* Exercise directions *
Change "strap" to "band" in the lines from the one containing "The query is: mask strap" through the end of the material, inclusive, and give those lines again with nothing else altered.

Region annotation entries
┌────────
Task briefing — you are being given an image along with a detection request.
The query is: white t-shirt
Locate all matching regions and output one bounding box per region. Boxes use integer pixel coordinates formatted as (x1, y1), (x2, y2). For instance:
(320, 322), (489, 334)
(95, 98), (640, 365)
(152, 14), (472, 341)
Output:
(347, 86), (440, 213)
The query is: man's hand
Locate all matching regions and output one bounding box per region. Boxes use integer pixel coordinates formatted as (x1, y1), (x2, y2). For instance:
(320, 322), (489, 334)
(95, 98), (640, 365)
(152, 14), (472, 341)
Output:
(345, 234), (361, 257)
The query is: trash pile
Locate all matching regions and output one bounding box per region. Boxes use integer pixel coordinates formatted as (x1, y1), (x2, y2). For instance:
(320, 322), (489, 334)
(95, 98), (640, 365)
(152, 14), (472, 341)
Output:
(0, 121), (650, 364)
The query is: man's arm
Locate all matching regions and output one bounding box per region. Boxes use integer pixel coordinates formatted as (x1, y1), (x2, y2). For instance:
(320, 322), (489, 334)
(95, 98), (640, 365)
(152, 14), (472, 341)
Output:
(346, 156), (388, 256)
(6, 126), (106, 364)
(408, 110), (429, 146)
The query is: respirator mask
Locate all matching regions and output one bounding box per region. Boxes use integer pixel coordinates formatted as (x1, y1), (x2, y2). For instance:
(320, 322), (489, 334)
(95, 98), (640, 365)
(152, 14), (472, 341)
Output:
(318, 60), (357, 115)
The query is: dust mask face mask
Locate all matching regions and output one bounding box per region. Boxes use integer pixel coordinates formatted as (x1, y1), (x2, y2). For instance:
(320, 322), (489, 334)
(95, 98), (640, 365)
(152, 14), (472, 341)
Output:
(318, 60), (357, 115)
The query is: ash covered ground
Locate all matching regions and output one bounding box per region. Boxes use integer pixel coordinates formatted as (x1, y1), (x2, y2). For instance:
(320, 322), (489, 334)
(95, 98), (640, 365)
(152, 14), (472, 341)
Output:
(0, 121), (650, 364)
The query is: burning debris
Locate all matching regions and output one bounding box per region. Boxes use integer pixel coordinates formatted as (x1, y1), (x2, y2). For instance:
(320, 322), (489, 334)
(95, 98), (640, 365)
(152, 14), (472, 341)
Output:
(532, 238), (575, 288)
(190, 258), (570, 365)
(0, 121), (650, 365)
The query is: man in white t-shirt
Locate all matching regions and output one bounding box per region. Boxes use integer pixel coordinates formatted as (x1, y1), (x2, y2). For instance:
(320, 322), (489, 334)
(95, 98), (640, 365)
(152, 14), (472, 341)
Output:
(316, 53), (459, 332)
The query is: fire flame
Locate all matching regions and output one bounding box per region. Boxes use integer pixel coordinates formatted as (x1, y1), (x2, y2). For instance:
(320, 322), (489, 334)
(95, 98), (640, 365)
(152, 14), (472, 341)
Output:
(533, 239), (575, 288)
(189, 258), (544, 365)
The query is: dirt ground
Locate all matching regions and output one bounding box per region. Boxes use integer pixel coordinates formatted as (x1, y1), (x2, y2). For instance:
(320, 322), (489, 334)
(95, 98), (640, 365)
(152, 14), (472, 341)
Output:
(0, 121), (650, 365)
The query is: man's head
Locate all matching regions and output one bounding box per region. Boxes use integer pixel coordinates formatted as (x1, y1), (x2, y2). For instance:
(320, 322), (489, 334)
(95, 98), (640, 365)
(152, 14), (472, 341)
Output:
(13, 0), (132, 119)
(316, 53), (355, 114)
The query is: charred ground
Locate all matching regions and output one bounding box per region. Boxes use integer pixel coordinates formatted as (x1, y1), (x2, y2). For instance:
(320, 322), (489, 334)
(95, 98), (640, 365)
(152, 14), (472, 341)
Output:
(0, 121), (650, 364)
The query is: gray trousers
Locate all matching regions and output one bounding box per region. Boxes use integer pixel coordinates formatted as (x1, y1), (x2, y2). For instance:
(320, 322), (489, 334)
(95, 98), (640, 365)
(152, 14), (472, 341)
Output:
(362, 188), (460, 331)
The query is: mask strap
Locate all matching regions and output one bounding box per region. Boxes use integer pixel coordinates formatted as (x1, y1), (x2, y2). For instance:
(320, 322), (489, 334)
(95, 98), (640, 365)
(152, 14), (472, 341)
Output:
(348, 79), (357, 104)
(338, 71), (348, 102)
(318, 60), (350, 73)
└────────
* Complete response *
The query is: mask band
Locate all matching regions and output one bounding box per region. Boxes use integer pixel coordinates formatted as (x1, y1), (x2, y2). For instance:
(320, 322), (489, 334)
(95, 98), (640, 365)
(152, 14), (472, 341)
Output:
(348, 79), (357, 104)
(338, 71), (348, 102)
(318, 60), (350, 73)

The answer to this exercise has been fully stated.